→ Consignes de l'exercice
- 1) Dans l'extrait sur le jardin du Forum d'Alger ci-dessous, énumérez tous les jardins et parcs auxquels ce jardin est jugé inférieur pour les essences, les parterres floraux et les plates-bandes.
- 2) Relevez chaque ligne des entrées ci-dessous qui contient la chaîne « pillow ».

Survol de l’aire de jeux historique (et très surveillée)

des infatigables « salaouètches » Esthonie/Duc-des-Cars



Vu d’hélicoptère, au début des années 70 , le jardin du Forum d’Alger offre toujours un assez joli dessin « à la française » à partir de son bassin ovale. Mais, du point de vue des essences, des parterres floraux et des plates-bandes, ce n’est pas — ce ne fut jamais — le Jardin d’Essai, le balcon de Saint-Raphaël, ni même les parcs De-Galland et Mont-Riant.

 

Pourtant, dans le souvenir des anciens du quartier Esthonie-Duc-des-Cars, les palmiers étiques, les bosquets d’épineux et leur modeste environnement de griffes-de-sorcière ont la luxuriance des jardins d’Eden. Car cet espace en terrasses, ouvert sur le Forum et la baie immortelle, fut le théâtre privilégié de leurs jeux collectifs, en dépit des restrictions administratives que deux générations de gardiens en uniforme s’épuisèrent à faire respecter.

 

En simplifiant, on pourrait dire que tout y était interdit des plaisirs auxquels prétendaient les jeunes d’un quartier qui passait à tort pour « guindé » aux yeux des salaouètches pur jus des squares Guillemin et Marengo, à Bab el Oued.

→ Entrées fournies
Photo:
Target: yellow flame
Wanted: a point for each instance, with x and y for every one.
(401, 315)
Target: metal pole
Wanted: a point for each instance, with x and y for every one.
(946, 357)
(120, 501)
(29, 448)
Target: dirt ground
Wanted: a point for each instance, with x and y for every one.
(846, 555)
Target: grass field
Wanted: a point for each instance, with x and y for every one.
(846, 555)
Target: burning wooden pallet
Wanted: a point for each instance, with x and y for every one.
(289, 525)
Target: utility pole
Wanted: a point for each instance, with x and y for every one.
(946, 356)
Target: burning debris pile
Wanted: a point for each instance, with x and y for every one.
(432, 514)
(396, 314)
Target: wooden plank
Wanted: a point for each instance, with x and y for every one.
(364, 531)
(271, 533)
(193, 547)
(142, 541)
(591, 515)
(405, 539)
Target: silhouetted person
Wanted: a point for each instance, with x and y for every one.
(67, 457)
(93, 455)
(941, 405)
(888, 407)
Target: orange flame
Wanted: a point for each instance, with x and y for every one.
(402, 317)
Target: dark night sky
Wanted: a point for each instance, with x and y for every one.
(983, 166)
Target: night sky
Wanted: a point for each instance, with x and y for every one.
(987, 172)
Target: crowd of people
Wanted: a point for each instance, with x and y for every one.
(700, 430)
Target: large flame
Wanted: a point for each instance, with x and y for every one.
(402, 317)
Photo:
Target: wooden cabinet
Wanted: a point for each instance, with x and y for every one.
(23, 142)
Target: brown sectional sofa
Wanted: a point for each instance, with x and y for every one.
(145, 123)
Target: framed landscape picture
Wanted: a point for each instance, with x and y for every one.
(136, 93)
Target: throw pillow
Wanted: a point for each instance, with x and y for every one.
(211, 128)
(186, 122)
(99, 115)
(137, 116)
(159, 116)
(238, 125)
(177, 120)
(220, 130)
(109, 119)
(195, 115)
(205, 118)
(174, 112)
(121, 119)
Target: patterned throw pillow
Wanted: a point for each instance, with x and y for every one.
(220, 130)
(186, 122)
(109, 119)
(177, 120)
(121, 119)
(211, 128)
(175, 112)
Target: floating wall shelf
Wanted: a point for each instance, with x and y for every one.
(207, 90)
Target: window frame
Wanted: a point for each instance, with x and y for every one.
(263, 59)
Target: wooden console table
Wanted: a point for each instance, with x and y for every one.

→ Réponses par consigne
- 1) Le Jardin d'Essai ; le balcon de Saint-Raphaël ; le parc De-Galland ; le parc Mont-Riant.

- 2)
Target: throw pillow
Target: patterned throw pillow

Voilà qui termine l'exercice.